Ads Top

Kirk Munroe: 4 Common Tableau Data Model Problems…and How to Fix Them

Kevin and I are happy to have Kirk Munroe join us for the first in a series about data modeling with Tableau. Kirk lives in Halifax, Nova Scotia, Canada and is a business analytics and performance management expert. He has held leadership roles in product management, marketing, sales enablement, and customer success in numerous analytics software companies including Cognos, IBM, Kinaxis, Tableau, and Salesforce. He is currently one of the owners and principal consultants at Paint with Data, a visual analytics consulting firm, along with his business partner and wife, Candice Munroe, a two-time Tableau User Group Ambassador and board member for Viz for Social Good.

 

Kirk is also the author of Data Modeling with Tableau, an extensive guide, complete with step-by-step explanations of essential concepts, practical examples, and hands-on exercises. The book details the role that Tableau Prep Builder and Tableau Desktop each play in data modeling. It also explores the components of Tableau Server and Cloud that make data modeling more robust, secure, and performant. This blog will give you a taste of what’s available in the book, so if you find this useful, go buy the book!

 

I first saw Tableau in action way back in 2007. I was working as a product manager in a much bigger BI company (at that time) and I was immediately impressed. For example, bringing a measure and a date field to a view and having Tableau automatically create a line chart was a game changer. This was the breakthrough in making analysis accessible to non-technical users and making analysis fun for analysts. (Why did I have to keep telling my BI tool HOW to visualize data?!?!)

****************

REQUIREMENT 1
Translate this sentence from the Tableau data modeling post into Spanish: "This was the breakthrough in making analysis accessible to non-technical users and making analysis fun for analysts."
REQUIREMENT 2
Continue the Tableau data modeling post from its last sentence.
The rows that come after this text play no part in any task.

****************

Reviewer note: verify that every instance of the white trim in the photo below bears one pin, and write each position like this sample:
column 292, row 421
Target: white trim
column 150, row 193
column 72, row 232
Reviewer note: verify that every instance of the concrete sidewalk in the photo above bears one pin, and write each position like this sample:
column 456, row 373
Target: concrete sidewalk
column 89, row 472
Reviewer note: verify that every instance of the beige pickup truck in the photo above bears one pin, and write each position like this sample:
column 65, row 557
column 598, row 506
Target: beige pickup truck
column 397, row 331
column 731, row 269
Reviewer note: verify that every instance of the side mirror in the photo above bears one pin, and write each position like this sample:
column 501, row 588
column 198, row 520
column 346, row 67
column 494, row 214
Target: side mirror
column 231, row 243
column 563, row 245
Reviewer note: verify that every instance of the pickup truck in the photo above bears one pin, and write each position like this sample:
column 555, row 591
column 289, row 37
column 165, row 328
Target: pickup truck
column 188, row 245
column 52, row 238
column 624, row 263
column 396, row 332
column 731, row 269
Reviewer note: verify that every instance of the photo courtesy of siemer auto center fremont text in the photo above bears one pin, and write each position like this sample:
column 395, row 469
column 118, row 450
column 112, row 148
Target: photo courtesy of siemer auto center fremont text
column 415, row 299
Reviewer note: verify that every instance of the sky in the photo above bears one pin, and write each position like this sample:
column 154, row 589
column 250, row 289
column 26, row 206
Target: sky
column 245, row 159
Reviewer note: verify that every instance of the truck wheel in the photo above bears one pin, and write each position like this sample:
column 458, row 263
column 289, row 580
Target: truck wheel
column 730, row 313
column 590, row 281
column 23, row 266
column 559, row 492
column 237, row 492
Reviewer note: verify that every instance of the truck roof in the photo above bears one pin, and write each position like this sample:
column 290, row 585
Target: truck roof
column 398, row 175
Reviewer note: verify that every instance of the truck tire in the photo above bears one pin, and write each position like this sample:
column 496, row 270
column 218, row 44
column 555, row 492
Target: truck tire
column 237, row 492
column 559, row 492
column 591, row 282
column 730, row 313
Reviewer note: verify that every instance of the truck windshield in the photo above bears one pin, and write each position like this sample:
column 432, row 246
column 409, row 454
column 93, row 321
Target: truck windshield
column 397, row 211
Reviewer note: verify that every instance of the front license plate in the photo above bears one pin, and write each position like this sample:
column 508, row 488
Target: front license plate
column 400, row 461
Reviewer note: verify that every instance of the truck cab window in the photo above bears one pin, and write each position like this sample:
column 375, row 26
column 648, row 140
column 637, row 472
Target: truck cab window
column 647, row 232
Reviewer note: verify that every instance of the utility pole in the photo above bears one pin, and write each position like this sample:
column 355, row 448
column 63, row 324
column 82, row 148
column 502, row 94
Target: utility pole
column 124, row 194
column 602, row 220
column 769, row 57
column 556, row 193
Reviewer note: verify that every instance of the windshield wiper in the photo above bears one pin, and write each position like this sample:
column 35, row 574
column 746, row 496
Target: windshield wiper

****************

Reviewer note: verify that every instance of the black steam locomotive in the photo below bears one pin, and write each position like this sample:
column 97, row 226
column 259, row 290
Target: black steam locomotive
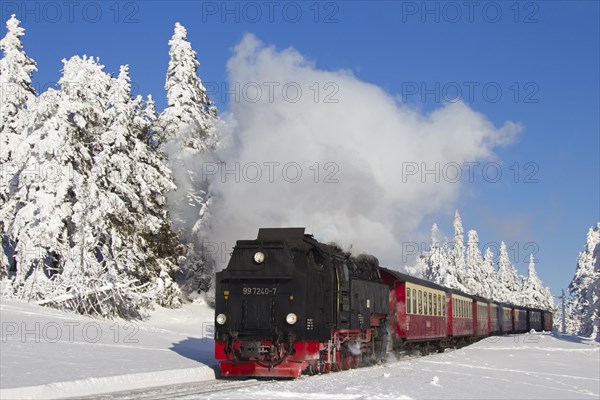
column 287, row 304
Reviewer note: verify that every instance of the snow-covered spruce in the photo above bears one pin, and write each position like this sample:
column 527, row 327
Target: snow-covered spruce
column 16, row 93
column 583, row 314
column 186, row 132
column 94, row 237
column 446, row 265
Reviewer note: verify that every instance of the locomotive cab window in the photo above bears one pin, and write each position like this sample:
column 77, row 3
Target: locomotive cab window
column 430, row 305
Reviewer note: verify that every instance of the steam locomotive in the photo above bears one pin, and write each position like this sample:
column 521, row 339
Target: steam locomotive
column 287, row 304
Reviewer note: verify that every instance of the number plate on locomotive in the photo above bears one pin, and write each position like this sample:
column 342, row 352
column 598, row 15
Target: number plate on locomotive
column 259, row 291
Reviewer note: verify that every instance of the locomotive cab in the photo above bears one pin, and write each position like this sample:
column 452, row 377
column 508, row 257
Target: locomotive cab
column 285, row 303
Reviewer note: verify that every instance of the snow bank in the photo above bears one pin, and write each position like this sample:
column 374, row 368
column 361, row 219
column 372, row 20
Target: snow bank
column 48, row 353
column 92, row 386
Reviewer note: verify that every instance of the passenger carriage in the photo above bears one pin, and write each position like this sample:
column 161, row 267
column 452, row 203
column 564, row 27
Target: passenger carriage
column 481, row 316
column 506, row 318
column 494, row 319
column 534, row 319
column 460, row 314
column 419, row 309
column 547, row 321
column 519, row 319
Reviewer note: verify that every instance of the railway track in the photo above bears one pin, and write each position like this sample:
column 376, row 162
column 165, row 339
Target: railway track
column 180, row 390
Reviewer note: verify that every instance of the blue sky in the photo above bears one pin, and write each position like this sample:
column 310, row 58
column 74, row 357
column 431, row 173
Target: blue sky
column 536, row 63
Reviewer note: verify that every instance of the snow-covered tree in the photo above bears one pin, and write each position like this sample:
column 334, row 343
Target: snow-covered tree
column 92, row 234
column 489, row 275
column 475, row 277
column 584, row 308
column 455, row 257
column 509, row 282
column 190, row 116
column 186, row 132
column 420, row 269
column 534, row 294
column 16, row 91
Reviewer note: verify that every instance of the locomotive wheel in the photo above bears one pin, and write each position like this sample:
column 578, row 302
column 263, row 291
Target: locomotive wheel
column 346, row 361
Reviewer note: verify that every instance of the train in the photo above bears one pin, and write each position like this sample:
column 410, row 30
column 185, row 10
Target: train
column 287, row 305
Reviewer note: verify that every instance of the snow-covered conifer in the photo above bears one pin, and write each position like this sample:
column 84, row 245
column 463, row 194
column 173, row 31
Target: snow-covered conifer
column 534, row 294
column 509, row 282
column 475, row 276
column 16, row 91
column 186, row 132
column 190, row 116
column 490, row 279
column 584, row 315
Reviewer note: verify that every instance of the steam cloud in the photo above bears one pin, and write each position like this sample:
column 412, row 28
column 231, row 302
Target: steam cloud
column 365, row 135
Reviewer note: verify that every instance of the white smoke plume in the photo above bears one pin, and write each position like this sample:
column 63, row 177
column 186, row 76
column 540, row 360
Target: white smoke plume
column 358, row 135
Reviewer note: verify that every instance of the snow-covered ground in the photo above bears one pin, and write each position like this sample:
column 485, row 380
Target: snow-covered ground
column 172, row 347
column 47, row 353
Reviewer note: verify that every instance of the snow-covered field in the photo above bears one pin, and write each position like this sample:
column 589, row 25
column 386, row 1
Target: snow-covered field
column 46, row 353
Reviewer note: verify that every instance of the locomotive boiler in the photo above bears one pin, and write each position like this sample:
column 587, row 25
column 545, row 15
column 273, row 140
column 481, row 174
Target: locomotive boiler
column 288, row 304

****************

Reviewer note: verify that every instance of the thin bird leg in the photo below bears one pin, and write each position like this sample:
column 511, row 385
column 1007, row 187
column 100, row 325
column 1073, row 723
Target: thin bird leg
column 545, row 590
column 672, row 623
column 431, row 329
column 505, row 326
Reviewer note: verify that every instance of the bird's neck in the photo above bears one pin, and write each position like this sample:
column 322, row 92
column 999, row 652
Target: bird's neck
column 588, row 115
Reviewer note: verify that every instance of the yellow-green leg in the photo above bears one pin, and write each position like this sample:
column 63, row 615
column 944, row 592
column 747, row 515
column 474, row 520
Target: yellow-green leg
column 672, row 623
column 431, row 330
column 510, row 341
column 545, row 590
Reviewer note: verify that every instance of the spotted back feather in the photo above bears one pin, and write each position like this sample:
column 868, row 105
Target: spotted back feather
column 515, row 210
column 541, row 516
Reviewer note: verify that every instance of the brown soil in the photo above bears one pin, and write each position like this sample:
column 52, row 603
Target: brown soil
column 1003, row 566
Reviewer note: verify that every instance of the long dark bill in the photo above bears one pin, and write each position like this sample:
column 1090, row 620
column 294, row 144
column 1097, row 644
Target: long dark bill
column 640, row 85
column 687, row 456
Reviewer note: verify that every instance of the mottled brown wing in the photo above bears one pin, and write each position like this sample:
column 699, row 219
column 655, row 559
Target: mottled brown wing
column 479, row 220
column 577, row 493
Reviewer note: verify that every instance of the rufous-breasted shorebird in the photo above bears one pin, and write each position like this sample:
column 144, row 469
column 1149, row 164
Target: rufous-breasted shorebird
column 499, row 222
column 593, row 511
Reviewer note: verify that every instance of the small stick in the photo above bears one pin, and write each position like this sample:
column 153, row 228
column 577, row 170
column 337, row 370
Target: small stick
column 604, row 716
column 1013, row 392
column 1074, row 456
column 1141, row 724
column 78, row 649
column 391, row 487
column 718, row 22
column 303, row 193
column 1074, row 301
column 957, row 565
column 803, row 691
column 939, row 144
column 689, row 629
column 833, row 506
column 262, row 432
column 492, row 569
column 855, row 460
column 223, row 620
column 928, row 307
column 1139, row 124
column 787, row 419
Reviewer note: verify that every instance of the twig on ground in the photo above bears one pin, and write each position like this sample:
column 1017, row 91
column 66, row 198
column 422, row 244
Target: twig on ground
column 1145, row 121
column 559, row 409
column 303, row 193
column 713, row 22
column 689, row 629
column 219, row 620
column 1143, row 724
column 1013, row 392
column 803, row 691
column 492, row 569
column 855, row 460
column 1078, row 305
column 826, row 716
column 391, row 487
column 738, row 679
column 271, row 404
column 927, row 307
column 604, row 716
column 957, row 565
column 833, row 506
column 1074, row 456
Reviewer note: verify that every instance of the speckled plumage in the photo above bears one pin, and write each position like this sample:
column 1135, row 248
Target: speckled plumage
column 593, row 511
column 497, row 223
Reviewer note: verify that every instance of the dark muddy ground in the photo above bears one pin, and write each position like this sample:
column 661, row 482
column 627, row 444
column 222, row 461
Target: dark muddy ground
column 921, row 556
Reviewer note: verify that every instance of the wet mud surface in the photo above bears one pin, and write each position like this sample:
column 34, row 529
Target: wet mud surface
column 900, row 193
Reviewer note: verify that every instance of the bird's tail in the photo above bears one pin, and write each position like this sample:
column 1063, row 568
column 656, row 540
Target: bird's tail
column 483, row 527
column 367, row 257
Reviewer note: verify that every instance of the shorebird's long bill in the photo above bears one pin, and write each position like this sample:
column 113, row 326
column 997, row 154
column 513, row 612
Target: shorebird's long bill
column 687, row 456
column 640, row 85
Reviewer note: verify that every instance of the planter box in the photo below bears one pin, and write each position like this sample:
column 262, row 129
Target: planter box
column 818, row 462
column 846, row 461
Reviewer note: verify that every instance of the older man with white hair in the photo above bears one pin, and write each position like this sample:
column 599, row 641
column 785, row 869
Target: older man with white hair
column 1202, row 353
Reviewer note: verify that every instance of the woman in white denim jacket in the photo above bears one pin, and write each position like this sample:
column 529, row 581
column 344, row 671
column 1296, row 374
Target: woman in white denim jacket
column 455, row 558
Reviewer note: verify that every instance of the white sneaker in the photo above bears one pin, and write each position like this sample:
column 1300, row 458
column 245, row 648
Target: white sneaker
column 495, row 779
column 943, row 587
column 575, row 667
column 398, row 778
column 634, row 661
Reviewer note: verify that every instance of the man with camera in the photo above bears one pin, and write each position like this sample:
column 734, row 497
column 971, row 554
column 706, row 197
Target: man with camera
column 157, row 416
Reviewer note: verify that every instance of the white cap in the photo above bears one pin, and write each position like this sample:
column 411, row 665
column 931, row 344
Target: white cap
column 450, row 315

****************

OUTPUT 1
Este fue el gran avance para hacer que el análisis fuera accesible para los usuarios sin conocimientos técnicos y divertido para los analistas.

OUTPUT 2
We now know this is driven by Tableau’s proprietary VizQL language. The patented language combines query, analysis, and visualization into a single framework. Other BI tools would query (SQL, MDX), arrange the data through analysis, and then chart the data from memory in three distinct steps. For the magic of VizQL to work, the data needs to be in a very neat tabular format with the following characteristics:

 

1) Every column needs to contain values representing a distinct field, ideally free from null values.

2) The data needs to be at the lowest level of aggregation that the analyst needs to answer questions and no rows can be missing.

 

Fortunately, data is usually stored this way. In the beginning, if your data wasn’t, Tableau left it to us to find a way to get the data in the right format. But, in the years that have passed, Tableau has given us numerous ways to solve these data modeling challenges. In this post, I will talk about four of the most common data modeling challenges I’ve encountered and how Tableau can be used to solve them.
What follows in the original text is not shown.